The health of downtown is important to more than just those with property downtown, according to Mike Scholl, economic development manager for the city of Loveland. Having a strong downtown makes doing business elsewhere in the city easier, and is a draw for new residents who will spend disposable income at various stores citywide, even stretching out as far as the Centerra mixed-use development, Scholl said.
The downtown partnership would be different from a downtown development authority, Scholl said, because DDAs are focused on redevelopment. DDAs are able to use tax increment financing to incentivize redevelopment of aging properties.
The downtown partnership would promote downtown and its businesses through marketing and events, he said. The partnership also could include a business improvement district, which would do marketing and advocacy, but also could issue municipal bonds for economic development.
Business improvement districts are quasi-municipal organizations contained within boundaries established by city council ordinance. The districts are formed by approval of property owners representing 50 percent of acreage and 50 percent of property value of the proposed district. They are financed through a mill levy assessed on commercial property and approved by a vote of businesses within the district, according to Denver-based redevelopment specialists Progressive Urban Management Associates.
Downtown Loveland has struggled in recent years, through the recession and the construction of Centerra, a mammoth shopping center at Interstate 25 and U.S. Highway 34, which has drawn retail dollars from Loveland as well as Fort Collins, Greeley and all the towns in between.

• _WHAT IS ASKED_:
1) In the downtown Loveland text, what financing tool does Scholl say DDAs can use to encourage redevelopment of aging properties?
2) Rework the stretch of the downtown Loveland text from "The downtown partnership would be" through "of aging properties.", swapping "tax increment financing" for "property tax rebates".
3) Write what follows in the downtown Loveland text, picking up after its final sentence.

• _RECORDS SHOWN_:
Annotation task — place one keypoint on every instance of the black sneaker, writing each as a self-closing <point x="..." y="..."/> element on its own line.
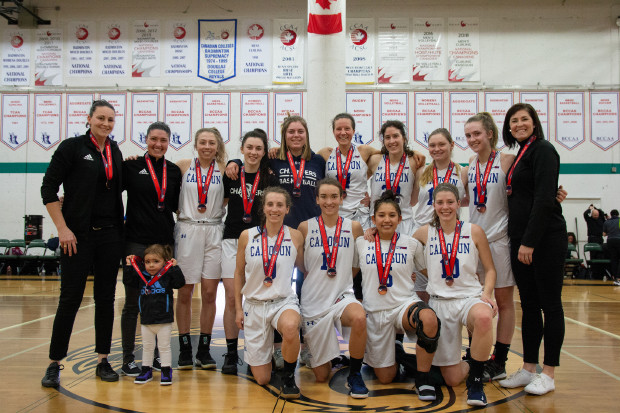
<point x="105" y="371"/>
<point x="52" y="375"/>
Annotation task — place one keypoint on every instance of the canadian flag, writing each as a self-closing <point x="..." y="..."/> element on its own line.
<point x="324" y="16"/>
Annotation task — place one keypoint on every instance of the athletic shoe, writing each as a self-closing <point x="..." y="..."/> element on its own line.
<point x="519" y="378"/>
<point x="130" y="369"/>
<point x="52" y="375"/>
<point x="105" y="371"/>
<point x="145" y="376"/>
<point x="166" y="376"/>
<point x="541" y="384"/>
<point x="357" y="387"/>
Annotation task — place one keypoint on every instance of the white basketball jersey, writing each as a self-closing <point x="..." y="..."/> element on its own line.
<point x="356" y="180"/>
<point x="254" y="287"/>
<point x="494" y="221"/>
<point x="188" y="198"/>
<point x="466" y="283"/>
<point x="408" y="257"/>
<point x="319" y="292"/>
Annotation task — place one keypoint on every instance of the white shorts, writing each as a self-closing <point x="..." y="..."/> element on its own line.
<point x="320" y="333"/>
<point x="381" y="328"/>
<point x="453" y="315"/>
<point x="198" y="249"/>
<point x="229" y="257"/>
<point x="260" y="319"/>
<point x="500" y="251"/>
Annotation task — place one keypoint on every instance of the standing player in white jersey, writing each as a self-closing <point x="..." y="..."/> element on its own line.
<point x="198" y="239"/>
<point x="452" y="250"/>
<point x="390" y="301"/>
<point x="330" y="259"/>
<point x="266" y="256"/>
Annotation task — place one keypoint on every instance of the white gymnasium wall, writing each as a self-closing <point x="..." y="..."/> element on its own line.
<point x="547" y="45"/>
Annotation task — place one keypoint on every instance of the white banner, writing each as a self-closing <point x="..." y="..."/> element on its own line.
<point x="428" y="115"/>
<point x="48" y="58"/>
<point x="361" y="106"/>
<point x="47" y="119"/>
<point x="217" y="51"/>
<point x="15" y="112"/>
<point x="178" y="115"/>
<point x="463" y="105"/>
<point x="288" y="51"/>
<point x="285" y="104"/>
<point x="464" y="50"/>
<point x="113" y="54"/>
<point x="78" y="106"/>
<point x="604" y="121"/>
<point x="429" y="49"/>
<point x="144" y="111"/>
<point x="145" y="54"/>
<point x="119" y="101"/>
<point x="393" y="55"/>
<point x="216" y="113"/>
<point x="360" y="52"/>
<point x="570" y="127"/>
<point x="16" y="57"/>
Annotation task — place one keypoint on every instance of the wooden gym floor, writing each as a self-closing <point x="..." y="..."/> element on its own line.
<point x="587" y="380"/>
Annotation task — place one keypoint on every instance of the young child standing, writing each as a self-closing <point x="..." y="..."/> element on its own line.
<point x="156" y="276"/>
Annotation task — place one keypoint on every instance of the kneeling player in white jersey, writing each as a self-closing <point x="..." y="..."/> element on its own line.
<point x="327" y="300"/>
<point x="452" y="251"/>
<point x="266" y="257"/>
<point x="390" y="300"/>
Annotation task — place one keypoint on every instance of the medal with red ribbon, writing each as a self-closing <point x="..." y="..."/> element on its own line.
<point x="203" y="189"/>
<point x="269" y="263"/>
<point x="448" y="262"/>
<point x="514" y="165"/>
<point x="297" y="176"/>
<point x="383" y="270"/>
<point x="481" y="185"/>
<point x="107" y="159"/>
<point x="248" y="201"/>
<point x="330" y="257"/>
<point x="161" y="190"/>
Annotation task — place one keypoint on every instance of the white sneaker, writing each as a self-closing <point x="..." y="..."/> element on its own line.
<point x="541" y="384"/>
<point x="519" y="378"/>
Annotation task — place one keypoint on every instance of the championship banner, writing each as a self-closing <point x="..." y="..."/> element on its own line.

• _ANSWERS TO THE EXERCISES_:
1) Tax increment financing.

2)
The downtown partnership would be different from a downtown development authority, Scholl said, because DDAs are focused on redevelopment. DDAs are able to use property tax rebates to incentivize redevelopment of aging properties.

3)
Some new businesses have opened in downtown Loveland since the recovery began, including two breweries and Next Door restaurant, adjacent to the recently renovated Rialto Theatre Center. Earlier this year, Madwire Media announced that it would expand into the office space above the Rialto, located on Fourth Street, known as the “Main Street” of downtown.
Sales tax collections are up by 9.5 percent in the downtown area as a result, according to city records. In October, downtown Loveland saw $946,901 in sales tax collections, compared with $846,895 in October 2012.
But even with this development, as well as some downtown multi-family housing, downtown Loveland is quiet compared with the bustle of other downtowns in the region. Downtowns in Fort Collins and Greeley are seeing ever-higher levels of activity following the recession.
The last time a downtown organization was created in Loveland proved beneficial for the businesses there, according to Felicia Harmon, a Loveland-based revitalization consultant and former director of the Loveland DDA.
Harmon served as the second director of the DDA after it was established in the late 1970s. The DDA’s first directive was to improve physical infrastructure, Harmon said. That task had been completed by the time she arrived in 1984, and it was her job to fix the area’s vacancy rate.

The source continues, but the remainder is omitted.